* **WHAT TO PRODUCE**
Retype the line with "Can you spot the water" in it, then each line after it to the end of the data, word for word.

------ SUPPLIED RECORDS

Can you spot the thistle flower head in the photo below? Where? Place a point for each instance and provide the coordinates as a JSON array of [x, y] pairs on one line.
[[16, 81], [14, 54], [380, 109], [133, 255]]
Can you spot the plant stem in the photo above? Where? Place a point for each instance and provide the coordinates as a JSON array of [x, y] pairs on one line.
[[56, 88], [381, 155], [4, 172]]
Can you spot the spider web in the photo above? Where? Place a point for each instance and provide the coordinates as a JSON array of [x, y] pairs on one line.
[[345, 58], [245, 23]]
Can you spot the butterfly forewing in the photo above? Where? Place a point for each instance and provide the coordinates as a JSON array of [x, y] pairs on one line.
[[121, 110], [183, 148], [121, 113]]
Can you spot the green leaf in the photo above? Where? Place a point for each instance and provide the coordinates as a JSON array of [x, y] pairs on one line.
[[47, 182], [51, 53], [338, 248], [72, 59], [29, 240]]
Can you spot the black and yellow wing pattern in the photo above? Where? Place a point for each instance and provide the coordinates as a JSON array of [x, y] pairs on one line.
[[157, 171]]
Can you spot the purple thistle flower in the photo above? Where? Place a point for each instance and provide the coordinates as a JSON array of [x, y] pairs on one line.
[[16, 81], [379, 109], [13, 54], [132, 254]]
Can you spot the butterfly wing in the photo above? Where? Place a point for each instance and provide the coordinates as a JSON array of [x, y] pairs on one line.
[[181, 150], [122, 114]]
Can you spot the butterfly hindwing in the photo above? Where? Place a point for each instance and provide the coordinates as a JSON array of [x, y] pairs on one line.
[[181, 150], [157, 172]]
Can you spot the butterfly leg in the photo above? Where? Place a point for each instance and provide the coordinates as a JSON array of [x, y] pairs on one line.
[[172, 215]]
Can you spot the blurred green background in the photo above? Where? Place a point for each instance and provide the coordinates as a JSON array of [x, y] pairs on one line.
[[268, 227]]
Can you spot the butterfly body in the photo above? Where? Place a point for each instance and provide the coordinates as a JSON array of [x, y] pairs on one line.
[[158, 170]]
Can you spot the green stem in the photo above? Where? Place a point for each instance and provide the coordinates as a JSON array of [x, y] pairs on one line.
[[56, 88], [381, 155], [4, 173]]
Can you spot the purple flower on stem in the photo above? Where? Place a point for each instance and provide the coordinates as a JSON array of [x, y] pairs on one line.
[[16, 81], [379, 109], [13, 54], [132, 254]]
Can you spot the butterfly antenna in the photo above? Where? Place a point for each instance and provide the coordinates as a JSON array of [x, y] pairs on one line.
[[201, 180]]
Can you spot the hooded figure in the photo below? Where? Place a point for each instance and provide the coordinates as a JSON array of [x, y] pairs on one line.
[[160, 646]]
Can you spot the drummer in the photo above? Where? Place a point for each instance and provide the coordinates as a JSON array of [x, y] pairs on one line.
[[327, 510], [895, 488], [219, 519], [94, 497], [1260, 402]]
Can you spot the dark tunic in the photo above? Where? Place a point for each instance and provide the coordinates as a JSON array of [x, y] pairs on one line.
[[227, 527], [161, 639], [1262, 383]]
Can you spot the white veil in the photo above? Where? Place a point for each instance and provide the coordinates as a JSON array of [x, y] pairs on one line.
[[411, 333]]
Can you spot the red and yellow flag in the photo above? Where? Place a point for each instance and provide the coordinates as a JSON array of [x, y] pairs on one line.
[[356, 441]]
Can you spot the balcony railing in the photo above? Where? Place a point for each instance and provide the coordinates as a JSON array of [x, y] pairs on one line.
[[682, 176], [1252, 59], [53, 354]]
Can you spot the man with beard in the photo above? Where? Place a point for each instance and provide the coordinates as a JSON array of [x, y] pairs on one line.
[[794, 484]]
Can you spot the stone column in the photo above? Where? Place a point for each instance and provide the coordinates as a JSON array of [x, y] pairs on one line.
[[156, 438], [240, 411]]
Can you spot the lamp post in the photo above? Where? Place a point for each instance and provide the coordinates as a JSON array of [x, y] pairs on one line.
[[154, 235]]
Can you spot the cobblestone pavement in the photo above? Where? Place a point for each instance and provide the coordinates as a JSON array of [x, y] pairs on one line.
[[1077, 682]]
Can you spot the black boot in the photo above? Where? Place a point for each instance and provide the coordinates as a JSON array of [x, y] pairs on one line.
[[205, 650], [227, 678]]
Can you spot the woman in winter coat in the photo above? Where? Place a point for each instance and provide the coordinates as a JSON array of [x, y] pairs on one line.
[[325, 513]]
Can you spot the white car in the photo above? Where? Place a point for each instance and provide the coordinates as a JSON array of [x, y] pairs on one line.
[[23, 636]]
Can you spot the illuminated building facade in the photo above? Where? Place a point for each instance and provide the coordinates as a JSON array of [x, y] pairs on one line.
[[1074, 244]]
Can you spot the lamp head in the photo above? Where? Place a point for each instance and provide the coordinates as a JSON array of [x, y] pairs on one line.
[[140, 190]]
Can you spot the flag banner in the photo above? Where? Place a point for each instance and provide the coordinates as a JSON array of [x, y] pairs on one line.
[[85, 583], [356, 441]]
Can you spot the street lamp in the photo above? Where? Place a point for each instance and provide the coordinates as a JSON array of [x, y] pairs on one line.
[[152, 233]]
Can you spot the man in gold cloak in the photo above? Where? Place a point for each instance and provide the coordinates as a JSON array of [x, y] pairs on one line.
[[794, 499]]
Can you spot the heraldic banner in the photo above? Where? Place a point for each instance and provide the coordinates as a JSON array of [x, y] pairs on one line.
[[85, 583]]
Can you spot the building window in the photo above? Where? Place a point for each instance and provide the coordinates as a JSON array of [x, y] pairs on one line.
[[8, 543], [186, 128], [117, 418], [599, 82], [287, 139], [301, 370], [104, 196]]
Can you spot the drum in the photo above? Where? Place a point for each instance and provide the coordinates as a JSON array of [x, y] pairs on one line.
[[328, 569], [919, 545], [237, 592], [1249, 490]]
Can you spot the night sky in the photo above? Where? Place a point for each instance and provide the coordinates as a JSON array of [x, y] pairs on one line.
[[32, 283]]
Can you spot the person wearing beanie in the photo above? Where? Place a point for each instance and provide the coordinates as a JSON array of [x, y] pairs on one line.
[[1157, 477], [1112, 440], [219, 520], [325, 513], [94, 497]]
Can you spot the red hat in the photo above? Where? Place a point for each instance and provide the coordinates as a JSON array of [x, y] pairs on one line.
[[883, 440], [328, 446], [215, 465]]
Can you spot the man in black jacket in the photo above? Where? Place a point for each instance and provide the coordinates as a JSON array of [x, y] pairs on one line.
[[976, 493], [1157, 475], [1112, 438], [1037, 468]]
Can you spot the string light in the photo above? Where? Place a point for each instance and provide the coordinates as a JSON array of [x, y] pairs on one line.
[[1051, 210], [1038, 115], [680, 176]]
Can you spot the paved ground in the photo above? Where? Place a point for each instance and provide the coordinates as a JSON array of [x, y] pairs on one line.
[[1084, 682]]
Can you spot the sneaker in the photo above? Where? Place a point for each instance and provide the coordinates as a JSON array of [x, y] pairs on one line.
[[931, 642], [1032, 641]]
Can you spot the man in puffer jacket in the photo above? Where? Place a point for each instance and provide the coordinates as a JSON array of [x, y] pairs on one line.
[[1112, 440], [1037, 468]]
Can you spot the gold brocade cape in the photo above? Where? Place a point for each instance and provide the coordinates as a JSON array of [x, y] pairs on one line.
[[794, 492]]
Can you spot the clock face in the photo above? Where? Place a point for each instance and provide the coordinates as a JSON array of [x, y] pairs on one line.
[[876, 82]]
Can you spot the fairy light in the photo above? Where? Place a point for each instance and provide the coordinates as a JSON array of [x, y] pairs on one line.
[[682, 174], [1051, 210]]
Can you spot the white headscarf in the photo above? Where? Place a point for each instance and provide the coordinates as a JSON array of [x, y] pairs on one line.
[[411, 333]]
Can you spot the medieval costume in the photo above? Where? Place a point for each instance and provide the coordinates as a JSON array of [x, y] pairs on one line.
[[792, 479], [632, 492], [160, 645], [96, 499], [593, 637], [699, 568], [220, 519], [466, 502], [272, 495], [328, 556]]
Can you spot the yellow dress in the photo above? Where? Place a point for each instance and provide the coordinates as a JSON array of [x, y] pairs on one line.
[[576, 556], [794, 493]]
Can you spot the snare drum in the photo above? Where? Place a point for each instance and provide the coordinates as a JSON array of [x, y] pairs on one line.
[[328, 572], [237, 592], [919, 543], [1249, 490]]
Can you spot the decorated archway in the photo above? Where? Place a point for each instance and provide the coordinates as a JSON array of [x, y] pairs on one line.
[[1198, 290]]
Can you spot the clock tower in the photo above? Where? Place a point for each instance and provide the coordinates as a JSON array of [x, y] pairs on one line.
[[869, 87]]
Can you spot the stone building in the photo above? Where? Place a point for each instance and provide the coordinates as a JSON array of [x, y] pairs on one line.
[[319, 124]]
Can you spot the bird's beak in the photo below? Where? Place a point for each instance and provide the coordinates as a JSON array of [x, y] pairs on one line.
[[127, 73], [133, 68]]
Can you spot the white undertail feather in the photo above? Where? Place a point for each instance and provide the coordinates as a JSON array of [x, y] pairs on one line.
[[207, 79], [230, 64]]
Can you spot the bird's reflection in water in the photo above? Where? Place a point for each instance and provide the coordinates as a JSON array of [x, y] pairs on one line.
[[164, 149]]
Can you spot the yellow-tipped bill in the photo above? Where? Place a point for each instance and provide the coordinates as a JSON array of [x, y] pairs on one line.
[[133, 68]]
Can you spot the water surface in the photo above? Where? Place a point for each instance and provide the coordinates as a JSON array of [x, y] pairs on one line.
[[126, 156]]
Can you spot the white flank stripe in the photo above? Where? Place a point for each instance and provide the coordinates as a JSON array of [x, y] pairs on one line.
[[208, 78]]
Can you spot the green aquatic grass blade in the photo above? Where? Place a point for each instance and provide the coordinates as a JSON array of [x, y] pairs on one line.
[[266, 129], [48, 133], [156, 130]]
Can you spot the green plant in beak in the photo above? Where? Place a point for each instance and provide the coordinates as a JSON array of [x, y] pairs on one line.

------------

* **EXERCISE RESULT**
Can you spot the water surface in the photo above? Where? Place a point for each instance and provide the coordinates as a JSON array of [x, y] pairs on one line.
[[126, 156]]
Can you spot the white flank stripe in the photo above? Where? Place a point for each instance and provide the coordinates as a JSON array of [x, y] pairs on one line.
[[208, 78]]
Can you spot the green aquatic grass blade in the photo above? Where? Place a point for each instance and provide the coordinates as a JSON array of [x, y] pairs on one line.
[[266, 129], [48, 133], [156, 130]]
Can you spot the green plant in beak in the photo above? Where? Place a point for each instance and provide the coordinates as a JSON array of [x, y] pairs on one line.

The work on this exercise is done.